------ DOCUMENT SEGMENT

Perhaps one reason that the issue is so touchy is that it not only relates to lying but is that is among the worst class of lies – oath breaking. Every culture counts truthfulness among the highest values and every legal system is theoretically underpinned by it in all aspects of its process. There is a visceral human aversion to lying hardwired into every human being, in Judeo-Christian belief the embodiment of evil is Satan and one of his many pseudonyms is the “Father of Lies”.

The association is that those who lie are not to be trusted.
Now there is lying, and there is LYING, but among the latter we generally find oath breaking. The concept of the oath, especially those publicly taken (as the wedding vow is), is to ensure truthfulness in conduct to what is sworn. When it is violated there is a serious public breach.

When, much younger, I was a fresh faced enlisted soldier who aspired to positions of leadership as an NCO, and later an officer. One of my first commanders told me he would never trust a subordinate who cheated on their spouse. Explaining his logic, he stated that why would he expect them to keep their word to him to be in position (on the battlefield) when he needed them if they were willing violate an oath given to that which they supposedly loved more than anything else in the world? Simplistic, and of course people can fall out of love, but it also meant denial of temptation and resistance to the taking the easier road. Qualities that are desirable in those whom you place your trust, as the public does when we duly appoint our leaders. Later, as a commander, I found a strong correlation between personal integrity in my subordinates and their general performance – particularly in extremis or while under general pressure.

------------

ASSIGNED TASK 1:
Reproduce the passage on oath breaking, starting with "The association is" and going on through "serious public breach.".
ASSIGNED TASK 2:
From the passage on oath breaking, list each military position the writer says they held or aspired to hold.

------ DATA FOR ANALYSIS

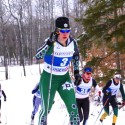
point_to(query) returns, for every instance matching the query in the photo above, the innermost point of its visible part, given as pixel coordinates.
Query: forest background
(98, 25)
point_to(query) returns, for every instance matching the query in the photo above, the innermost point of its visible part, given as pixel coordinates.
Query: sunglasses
(64, 30)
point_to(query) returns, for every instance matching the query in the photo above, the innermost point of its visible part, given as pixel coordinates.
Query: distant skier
(110, 90)
(36, 102)
(4, 95)
(82, 93)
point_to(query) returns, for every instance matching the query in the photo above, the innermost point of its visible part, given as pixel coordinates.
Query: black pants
(83, 109)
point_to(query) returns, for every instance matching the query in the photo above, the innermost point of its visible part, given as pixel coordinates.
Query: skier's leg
(67, 94)
(44, 91)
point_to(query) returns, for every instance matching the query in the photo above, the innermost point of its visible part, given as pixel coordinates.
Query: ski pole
(5, 114)
(102, 109)
(95, 109)
(50, 82)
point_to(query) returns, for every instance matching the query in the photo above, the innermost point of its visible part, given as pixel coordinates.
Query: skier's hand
(108, 92)
(51, 39)
(77, 79)
(123, 102)
(99, 99)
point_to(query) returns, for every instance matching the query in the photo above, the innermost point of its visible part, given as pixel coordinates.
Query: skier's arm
(4, 95)
(122, 91)
(42, 51)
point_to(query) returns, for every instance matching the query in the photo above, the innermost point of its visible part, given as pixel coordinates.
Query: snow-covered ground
(18, 107)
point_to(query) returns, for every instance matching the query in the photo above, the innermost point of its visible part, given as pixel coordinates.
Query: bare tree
(3, 22)
(18, 16)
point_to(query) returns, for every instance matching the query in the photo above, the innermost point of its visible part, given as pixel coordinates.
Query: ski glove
(51, 39)
(77, 79)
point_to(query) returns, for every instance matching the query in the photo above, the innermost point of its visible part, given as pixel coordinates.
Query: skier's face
(64, 34)
(117, 80)
(87, 76)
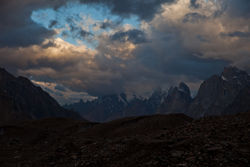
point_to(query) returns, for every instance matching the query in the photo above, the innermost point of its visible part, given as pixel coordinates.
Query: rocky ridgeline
(216, 96)
(20, 99)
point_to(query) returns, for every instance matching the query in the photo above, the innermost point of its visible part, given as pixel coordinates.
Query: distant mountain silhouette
(216, 96)
(20, 99)
(218, 92)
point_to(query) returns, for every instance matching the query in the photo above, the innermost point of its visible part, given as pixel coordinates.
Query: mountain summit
(20, 99)
(218, 92)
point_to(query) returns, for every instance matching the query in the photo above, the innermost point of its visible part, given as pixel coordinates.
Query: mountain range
(223, 94)
(20, 99)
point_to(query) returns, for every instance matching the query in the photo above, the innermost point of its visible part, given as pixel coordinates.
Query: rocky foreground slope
(160, 140)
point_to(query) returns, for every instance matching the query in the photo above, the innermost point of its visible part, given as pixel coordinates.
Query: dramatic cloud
(17, 28)
(145, 9)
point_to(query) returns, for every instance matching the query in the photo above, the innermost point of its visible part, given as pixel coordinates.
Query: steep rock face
(20, 99)
(102, 109)
(111, 107)
(177, 101)
(241, 102)
(218, 92)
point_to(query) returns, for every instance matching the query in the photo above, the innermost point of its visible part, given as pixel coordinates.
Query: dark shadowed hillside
(215, 96)
(152, 141)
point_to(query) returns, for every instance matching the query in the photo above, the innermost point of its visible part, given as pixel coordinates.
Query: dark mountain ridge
(20, 99)
(214, 97)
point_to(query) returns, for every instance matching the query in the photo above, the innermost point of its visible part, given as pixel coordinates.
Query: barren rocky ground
(173, 140)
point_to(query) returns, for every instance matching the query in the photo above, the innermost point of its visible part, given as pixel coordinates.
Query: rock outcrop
(20, 99)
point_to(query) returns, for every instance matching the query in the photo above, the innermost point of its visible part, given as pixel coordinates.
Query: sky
(81, 49)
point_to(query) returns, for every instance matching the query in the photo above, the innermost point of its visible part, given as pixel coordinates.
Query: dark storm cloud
(53, 23)
(109, 24)
(194, 4)
(135, 36)
(145, 9)
(239, 8)
(60, 87)
(16, 26)
(238, 34)
(193, 18)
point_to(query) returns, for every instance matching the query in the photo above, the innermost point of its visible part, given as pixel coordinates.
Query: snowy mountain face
(218, 92)
(214, 97)
(111, 107)
(21, 100)
(177, 101)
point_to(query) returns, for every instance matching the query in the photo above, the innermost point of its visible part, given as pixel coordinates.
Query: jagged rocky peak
(218, 92)
(181, 89)
(19, 96)
(184, 88)
(232, 73)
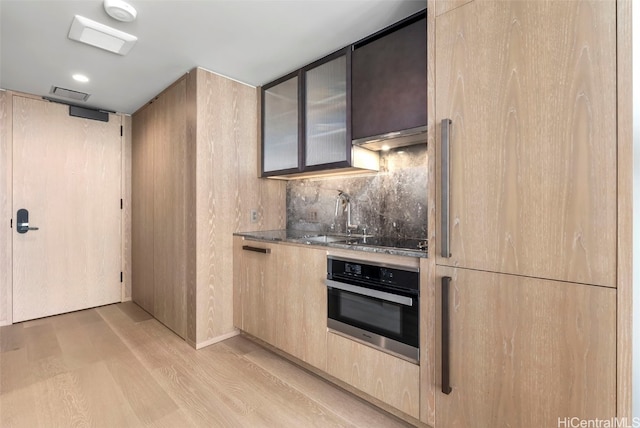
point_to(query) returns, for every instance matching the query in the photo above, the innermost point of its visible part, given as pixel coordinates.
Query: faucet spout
(345, 199)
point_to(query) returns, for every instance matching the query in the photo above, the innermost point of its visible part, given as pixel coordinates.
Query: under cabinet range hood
(391, 140)
(389, 86)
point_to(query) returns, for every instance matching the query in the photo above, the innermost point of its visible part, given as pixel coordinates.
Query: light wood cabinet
(392, 380)
(195, 157)
(255, 292)
(530, 87)
(525, 352)
(302, 304)
(159, 208)
(280, 297)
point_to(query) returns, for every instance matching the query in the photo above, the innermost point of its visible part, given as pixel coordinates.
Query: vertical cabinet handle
(446, 382)
(444, 181)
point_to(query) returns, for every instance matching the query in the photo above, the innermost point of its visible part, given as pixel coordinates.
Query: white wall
(636, 208)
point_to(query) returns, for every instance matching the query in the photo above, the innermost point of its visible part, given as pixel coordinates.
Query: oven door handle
(382, 295)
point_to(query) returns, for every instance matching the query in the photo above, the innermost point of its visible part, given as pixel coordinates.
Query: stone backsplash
(391, 202)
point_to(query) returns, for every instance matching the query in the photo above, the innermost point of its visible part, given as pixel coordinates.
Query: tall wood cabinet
(194, 183)
(529, 88)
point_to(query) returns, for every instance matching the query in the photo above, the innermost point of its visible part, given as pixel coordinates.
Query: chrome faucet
(345, 200)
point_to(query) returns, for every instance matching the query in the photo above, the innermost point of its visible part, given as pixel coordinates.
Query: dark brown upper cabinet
(306, 123)
(389, 83)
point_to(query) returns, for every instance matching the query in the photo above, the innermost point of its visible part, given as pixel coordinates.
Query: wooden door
(524, 352)
(530, 87)
(67, 174)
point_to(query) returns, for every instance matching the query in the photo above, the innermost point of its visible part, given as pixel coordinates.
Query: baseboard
(217, 339)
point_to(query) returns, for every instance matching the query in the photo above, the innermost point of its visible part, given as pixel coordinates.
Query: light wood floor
(115, 366)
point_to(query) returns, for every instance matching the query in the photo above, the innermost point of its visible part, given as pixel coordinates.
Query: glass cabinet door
(327, 139)
(280, 136)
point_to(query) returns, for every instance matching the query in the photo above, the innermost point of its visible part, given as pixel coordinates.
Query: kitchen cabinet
(530, 89)
(527, 214)
(280, 125)
(391, 380)
(306, 126)
(256, 288)
(389, 85)
(194, 166)
(280, 297)
(159, 209)
(525, 352)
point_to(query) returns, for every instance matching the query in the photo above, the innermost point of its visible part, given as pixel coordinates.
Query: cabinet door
(327, 101)
(525, 352)
(302, 304)
(391, 380)
(530, 87)
(255, 288)
(170, 208)
(142, 147)
(280, 126)
(389, 86)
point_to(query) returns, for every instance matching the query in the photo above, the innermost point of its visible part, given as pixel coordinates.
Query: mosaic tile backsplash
(390, 203)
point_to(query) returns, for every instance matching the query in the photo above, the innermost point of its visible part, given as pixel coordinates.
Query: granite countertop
(396, 246)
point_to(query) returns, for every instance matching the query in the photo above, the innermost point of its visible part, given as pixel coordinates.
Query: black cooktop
(381, 241)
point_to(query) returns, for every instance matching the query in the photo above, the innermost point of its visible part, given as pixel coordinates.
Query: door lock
(22, 222)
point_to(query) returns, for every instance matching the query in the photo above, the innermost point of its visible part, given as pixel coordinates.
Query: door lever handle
(25, 226)
(23, 221)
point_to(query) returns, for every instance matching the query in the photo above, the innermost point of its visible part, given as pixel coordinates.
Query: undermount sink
(323, 239)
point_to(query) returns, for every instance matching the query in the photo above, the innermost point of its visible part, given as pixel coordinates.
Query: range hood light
(392, 140)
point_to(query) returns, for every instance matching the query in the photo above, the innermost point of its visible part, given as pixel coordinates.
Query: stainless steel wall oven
(376, 303)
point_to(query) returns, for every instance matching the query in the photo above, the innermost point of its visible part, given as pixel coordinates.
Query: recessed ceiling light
(120, 10)
(101, 36)
(80, 78)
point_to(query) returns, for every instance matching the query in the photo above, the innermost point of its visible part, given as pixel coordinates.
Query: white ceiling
(252, 41)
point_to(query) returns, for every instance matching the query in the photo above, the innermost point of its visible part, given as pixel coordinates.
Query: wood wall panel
(6, 177)
(444, 6)
(531, 89)
(142, 208)
(625, 208)
(226, 190)
(126, 208)
(170, 209)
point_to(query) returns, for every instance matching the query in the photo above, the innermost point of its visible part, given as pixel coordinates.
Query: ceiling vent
(69, 94)
(101, 36)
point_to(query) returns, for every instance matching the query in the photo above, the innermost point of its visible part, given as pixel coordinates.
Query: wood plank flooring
(116, 366)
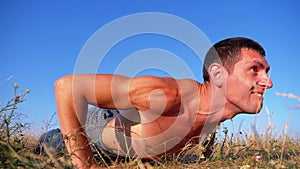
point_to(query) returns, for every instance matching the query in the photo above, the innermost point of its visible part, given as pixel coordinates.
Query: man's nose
(266, 81)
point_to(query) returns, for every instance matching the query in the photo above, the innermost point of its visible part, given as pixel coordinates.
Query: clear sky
(41, 41)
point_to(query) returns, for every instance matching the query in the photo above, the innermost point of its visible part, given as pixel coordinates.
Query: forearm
(72, 109)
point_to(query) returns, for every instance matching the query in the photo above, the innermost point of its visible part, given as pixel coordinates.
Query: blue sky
(41, 41)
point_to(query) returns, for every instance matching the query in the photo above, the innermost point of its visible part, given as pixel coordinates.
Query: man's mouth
(258, 93)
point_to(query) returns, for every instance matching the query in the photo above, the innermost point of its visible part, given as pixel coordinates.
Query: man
(160, 114)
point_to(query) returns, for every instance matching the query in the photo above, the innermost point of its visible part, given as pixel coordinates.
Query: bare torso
(150, 135)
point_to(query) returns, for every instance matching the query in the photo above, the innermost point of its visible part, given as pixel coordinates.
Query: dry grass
(258, 150)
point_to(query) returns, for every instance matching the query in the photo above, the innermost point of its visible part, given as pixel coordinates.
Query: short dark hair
(227, 52)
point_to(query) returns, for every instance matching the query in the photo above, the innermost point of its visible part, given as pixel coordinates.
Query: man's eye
(254, 69)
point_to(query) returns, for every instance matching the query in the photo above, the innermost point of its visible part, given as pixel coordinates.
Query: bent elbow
(63, 84)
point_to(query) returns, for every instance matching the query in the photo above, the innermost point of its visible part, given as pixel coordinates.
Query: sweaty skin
(170, 111)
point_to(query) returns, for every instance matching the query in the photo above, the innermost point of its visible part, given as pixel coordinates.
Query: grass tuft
(221, 149)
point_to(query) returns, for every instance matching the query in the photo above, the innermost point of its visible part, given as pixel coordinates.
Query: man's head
(227, 53)
(238, 66)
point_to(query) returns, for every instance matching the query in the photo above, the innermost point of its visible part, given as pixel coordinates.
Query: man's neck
(213, 103)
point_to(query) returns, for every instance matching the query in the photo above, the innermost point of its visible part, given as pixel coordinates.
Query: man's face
(248, 81)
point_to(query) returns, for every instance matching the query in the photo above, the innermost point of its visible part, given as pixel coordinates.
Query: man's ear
(217, 74)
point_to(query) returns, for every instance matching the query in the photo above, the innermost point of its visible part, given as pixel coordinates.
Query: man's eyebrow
(261, 65)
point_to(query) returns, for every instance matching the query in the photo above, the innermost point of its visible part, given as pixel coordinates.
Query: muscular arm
(74, 93)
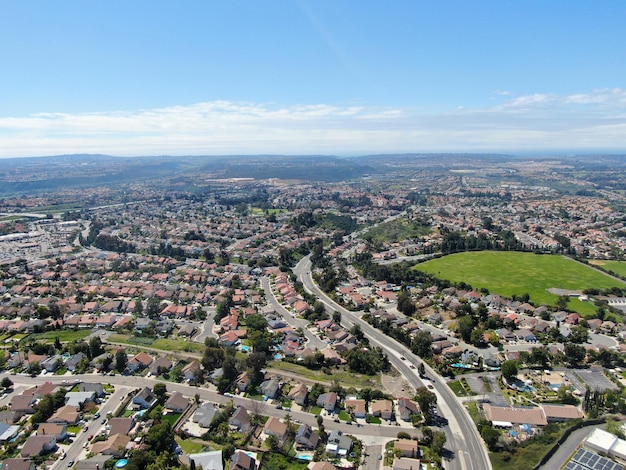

------------

YOUR SOLUTION 1:
The association is that those who lie are not to be trusted.
Now there is lying, and there is LYING, but among the latter we generally find oath breaking. The concept of the oath, especially those publicly taken (as the wedding vow is), is to ensure truthfulness in conduct to what is sworn. When it is violated there is a serious public breach.

YOUR SOLUTION 2:
- Enlisted soldier
- NCO
- Officer
- Commander